Records from a point-labeling set
━━━━━━━━
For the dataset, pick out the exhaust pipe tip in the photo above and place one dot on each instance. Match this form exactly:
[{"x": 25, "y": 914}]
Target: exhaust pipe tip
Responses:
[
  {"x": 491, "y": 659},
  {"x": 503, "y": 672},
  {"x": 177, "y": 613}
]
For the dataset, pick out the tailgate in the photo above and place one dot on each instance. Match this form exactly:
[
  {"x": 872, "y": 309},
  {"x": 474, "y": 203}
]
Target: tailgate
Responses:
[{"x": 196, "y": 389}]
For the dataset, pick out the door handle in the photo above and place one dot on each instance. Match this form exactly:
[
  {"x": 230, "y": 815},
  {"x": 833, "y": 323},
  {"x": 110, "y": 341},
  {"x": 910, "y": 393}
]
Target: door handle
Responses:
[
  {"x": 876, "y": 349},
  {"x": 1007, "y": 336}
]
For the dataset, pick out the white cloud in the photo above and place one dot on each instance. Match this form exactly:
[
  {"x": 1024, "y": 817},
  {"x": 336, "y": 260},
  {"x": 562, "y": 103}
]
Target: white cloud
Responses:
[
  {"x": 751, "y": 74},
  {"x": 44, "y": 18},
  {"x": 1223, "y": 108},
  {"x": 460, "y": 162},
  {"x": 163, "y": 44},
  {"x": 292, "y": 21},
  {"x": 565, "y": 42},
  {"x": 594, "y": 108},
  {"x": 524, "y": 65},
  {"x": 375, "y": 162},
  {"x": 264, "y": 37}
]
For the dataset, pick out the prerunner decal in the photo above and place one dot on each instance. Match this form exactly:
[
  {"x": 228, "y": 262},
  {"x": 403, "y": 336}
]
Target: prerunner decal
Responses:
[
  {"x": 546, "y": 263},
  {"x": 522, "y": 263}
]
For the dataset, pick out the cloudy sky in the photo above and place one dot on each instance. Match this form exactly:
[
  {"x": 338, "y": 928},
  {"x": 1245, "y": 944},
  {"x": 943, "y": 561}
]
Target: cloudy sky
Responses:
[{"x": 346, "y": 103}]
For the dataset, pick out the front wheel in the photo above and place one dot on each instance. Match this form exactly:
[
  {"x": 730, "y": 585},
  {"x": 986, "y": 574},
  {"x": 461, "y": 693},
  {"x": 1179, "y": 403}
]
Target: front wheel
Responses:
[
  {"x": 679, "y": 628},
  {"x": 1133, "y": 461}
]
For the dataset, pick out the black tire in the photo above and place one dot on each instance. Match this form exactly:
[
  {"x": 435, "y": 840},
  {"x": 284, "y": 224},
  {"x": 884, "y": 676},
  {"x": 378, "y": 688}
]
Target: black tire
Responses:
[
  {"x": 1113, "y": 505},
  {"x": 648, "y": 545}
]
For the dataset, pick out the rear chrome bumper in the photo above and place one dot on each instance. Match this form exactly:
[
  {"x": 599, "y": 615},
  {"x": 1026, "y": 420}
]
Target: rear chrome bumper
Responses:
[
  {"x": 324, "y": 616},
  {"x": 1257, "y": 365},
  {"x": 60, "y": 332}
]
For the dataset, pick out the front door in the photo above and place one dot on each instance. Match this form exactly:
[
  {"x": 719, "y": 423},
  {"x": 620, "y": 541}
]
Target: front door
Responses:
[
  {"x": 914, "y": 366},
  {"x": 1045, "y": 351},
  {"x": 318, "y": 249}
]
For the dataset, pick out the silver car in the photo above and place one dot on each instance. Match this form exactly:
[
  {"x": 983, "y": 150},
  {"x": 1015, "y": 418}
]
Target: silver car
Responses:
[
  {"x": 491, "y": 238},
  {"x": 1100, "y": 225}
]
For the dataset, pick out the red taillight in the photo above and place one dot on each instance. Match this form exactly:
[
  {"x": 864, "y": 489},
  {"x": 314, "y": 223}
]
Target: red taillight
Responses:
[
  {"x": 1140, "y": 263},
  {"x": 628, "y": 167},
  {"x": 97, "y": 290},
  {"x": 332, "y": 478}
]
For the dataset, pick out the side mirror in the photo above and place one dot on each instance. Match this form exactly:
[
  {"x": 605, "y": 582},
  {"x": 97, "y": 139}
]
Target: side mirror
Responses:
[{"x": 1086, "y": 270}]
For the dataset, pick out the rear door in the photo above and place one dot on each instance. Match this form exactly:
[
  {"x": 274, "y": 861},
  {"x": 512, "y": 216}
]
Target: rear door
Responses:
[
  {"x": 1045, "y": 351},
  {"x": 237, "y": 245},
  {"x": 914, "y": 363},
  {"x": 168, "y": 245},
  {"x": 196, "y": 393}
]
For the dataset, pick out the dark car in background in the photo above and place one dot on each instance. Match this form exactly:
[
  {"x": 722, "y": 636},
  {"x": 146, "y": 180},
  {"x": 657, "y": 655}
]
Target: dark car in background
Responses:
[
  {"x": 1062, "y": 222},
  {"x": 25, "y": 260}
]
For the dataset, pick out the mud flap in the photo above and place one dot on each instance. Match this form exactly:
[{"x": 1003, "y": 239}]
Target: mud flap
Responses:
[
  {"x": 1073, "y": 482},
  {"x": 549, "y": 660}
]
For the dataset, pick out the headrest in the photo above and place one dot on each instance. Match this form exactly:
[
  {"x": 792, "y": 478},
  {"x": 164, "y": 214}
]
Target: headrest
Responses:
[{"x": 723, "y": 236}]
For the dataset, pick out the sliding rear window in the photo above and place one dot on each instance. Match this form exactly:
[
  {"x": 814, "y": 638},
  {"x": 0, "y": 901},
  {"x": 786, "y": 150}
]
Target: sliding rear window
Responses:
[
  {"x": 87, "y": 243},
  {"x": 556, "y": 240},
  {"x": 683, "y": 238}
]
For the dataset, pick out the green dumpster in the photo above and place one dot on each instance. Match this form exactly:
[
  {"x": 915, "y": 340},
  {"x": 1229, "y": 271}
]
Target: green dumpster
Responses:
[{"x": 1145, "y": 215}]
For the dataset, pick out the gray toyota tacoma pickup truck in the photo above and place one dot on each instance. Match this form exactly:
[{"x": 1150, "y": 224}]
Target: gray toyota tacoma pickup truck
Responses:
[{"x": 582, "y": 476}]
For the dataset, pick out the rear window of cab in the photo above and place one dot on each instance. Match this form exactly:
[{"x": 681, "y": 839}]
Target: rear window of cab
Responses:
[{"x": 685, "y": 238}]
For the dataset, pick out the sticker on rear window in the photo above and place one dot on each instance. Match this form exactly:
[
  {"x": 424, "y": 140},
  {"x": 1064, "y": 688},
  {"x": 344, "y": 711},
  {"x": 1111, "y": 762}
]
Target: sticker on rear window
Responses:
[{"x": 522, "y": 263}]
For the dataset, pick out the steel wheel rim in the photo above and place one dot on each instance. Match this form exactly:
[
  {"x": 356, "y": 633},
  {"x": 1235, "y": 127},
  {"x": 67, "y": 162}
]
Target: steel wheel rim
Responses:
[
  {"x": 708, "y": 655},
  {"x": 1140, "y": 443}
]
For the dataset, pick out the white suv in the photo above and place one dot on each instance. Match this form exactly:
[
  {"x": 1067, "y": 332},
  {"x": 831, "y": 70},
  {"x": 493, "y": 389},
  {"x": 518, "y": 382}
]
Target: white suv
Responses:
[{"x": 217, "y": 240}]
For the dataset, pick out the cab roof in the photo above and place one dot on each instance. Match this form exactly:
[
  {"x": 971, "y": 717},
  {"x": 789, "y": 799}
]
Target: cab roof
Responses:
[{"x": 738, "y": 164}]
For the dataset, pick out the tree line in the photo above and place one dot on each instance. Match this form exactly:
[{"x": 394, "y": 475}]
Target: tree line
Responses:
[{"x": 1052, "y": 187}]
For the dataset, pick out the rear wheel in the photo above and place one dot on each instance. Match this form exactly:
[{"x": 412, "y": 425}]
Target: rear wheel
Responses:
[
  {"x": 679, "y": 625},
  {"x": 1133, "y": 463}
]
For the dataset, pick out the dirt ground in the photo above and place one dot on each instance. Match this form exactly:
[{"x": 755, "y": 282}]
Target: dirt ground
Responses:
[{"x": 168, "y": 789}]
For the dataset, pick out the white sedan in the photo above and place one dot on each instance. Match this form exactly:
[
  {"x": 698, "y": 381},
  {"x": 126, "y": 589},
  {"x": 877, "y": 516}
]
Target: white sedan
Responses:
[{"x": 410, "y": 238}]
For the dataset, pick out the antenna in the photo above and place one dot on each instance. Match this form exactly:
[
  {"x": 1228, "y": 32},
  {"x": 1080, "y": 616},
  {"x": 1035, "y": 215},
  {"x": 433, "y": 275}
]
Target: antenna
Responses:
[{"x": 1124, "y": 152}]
━━━━━━━━
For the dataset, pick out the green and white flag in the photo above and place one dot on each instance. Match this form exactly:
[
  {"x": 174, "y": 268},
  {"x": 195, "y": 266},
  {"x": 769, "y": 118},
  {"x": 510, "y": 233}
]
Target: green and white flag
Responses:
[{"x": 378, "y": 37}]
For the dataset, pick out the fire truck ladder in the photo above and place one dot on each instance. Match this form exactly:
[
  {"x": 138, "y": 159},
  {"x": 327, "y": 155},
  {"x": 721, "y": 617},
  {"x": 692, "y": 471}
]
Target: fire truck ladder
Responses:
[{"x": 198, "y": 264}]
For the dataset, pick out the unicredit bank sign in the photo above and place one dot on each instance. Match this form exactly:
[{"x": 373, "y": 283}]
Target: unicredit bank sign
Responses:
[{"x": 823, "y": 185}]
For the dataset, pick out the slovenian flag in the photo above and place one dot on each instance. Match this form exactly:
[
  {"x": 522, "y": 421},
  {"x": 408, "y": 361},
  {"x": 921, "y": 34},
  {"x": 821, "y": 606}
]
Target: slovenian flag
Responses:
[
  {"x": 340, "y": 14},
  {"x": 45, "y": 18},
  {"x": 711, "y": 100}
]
━━━━━━━━
§ TASK BRIEF: Pull out every line of the listing that holds the word "mirror", and copy each one as it appears.

§ RESULT FOR THIS EXERCISE:
For the dataset, pick out the side mirror in the photo above and place one dot on each instance. Match this form exactly:
Target: side mirror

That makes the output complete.